(Source data)
• • •
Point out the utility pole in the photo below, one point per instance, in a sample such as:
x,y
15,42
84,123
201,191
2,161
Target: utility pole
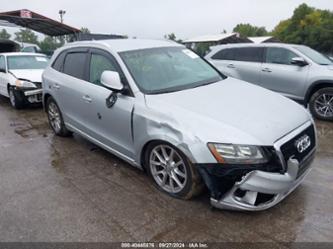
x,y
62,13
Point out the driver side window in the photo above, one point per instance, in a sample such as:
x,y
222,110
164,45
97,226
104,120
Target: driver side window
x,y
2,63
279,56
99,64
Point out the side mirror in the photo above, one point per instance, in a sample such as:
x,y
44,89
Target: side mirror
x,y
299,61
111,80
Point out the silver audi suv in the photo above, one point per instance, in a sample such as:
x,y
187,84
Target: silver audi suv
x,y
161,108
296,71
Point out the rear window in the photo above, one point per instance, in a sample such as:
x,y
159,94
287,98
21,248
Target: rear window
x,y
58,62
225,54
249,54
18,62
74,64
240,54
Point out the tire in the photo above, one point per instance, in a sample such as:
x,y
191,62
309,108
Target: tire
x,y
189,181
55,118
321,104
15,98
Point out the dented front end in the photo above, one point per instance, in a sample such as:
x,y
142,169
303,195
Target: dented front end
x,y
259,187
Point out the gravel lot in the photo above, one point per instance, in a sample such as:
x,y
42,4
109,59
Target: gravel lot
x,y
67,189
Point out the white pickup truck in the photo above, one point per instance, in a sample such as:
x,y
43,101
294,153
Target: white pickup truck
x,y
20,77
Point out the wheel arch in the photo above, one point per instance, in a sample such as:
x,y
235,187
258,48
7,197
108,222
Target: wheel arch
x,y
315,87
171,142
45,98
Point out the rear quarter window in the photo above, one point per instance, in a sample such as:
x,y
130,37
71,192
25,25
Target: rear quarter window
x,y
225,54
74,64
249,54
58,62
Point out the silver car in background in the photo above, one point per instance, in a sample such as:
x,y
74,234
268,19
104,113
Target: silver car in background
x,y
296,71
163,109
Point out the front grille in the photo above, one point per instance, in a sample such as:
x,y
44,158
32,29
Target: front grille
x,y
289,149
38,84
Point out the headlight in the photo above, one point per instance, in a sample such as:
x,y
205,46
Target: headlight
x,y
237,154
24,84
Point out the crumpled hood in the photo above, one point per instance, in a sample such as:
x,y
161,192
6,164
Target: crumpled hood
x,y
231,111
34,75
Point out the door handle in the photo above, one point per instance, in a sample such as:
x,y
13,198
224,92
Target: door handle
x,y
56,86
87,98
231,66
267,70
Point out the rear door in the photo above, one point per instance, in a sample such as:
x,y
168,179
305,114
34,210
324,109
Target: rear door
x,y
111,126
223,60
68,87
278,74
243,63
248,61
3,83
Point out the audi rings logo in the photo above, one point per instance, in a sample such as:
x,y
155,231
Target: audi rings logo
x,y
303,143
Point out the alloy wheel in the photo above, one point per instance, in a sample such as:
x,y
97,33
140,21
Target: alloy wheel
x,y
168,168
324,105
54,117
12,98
• • •
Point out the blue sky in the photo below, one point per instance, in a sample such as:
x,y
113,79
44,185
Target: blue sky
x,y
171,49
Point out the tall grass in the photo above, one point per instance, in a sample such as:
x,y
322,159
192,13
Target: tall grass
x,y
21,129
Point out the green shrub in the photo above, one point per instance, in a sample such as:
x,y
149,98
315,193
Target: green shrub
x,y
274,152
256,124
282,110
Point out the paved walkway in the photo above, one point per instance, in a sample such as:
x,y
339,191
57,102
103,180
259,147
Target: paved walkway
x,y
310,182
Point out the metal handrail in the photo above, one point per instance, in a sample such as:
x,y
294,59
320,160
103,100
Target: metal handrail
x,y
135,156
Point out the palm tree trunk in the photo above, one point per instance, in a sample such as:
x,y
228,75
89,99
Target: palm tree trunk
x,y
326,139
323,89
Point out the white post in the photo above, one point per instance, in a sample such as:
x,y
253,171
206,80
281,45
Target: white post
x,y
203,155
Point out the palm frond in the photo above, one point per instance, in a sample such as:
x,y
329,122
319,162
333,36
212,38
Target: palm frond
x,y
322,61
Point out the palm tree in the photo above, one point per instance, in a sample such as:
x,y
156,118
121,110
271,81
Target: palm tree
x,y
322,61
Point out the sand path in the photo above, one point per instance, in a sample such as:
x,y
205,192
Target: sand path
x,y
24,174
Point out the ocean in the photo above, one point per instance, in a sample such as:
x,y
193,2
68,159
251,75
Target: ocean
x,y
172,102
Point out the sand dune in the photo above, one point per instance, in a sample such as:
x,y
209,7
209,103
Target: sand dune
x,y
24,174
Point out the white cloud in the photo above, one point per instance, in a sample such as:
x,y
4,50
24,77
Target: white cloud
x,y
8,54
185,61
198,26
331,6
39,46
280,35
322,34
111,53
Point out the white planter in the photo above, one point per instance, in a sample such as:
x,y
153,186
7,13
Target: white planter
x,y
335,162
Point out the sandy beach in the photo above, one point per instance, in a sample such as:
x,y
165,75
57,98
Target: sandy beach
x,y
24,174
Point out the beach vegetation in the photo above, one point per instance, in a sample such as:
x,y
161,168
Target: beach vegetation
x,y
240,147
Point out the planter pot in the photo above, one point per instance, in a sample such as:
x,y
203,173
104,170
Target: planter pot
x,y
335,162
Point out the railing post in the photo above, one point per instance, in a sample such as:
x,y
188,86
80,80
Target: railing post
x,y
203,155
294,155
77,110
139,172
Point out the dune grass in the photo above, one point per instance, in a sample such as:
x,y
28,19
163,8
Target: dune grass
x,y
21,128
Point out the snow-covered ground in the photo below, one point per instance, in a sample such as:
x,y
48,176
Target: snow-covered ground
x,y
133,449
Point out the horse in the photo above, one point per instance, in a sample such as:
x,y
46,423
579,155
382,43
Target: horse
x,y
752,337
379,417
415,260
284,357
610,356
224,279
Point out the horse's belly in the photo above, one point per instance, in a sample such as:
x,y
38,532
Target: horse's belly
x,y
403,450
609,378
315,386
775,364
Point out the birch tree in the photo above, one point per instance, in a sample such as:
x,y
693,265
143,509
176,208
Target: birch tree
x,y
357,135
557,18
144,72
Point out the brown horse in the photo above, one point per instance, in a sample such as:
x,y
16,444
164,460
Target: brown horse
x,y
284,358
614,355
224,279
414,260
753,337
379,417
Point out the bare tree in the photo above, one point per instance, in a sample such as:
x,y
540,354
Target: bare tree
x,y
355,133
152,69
• • •
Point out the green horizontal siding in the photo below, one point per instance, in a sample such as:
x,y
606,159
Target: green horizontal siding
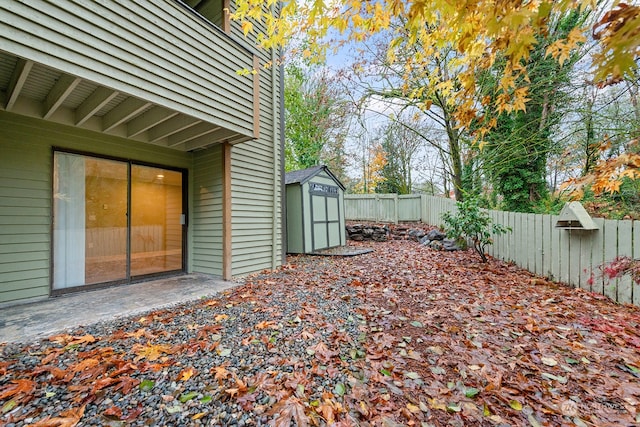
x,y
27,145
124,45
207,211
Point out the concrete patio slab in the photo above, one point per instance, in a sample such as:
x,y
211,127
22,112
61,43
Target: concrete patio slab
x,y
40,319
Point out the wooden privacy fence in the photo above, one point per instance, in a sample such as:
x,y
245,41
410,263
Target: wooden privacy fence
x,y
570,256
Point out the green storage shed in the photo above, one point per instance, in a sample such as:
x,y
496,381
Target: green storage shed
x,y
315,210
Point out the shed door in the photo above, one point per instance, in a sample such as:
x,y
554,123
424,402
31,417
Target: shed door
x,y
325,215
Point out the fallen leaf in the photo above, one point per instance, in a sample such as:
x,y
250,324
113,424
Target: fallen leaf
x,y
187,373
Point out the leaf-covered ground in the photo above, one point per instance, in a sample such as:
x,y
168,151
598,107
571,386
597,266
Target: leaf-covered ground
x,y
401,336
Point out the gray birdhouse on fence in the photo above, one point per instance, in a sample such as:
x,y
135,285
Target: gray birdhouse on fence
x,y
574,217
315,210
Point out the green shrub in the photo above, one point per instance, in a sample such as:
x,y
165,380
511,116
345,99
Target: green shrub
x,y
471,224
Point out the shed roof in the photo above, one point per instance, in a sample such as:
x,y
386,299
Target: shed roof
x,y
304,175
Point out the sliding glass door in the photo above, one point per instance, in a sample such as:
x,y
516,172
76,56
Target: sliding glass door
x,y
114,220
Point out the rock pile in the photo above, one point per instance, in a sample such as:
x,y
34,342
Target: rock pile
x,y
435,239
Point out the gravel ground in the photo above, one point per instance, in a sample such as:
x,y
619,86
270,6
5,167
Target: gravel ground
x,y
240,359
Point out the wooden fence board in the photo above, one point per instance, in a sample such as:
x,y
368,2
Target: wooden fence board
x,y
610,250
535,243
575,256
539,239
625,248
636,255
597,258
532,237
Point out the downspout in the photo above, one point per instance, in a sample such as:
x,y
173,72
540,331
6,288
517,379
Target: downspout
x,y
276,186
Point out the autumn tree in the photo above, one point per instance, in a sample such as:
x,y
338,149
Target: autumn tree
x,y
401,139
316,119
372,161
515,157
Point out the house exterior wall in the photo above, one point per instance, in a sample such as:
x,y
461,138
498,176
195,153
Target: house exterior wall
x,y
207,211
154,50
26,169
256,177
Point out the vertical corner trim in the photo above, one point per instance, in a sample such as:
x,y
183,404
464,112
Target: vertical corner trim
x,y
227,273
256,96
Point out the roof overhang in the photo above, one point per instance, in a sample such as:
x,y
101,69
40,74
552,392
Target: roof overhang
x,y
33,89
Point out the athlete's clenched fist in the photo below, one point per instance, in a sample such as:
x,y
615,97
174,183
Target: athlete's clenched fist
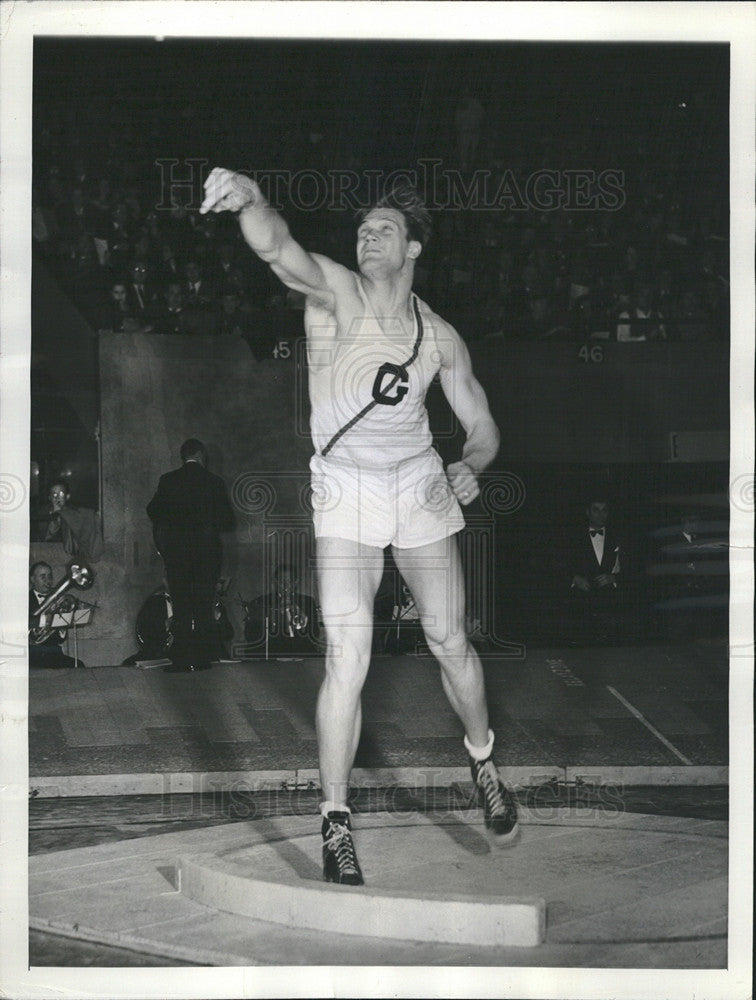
• • •
What is asked => Could you change "Point out" to "Mark" in the rows, starting at the line that has "Point out the wooden fence" and stopping after the line that has "Target: athlete's clenched fist", with nothing else altered?

Answer to the exercise =>
Mark the wooden fence board in the photo above, one point per instance, in a sample such as:
x,y
368,2
Target: wooden fence board
x,y
610,250
535,243
575,256
539,239
625,248
636,255
597,258
532,237
Mark the downspout in the photo above, one point per instance, in a sample such as:
x,y
173,72
540,331
6,288
517,379
Target: downspout
x,y
276,186
Mark the autumn tree in the photo above, one point per instance, in a sample such as:
x,y
338,149
Target: autumn tree
x,y
401,139
316,119
372,161
515,157
Mark the house exterior wall in the photo above, one point per instance, in a sample such as:
x,y
461,138
498,176
195,153
Target: house exterior wall
x,y
207,211
154,50
26,169
256,177
Mark the vertical corner trim in the photo above, one point per instance, in a sample such as:
x,y
183,404
464,112
Target: vertical corner trim
x,y
227,273
256,96
Mark the roof overhang in the photo above, one point per instance, in a sample such as:
x,y
101,69
40,74
552,392
Target: roof overhang
x,y
33,89
Mark the athlete's clenched fist in the photo below, one point per instance, in a sample such as:
x,y
615,97
174,183
Target: athlete's clenched fist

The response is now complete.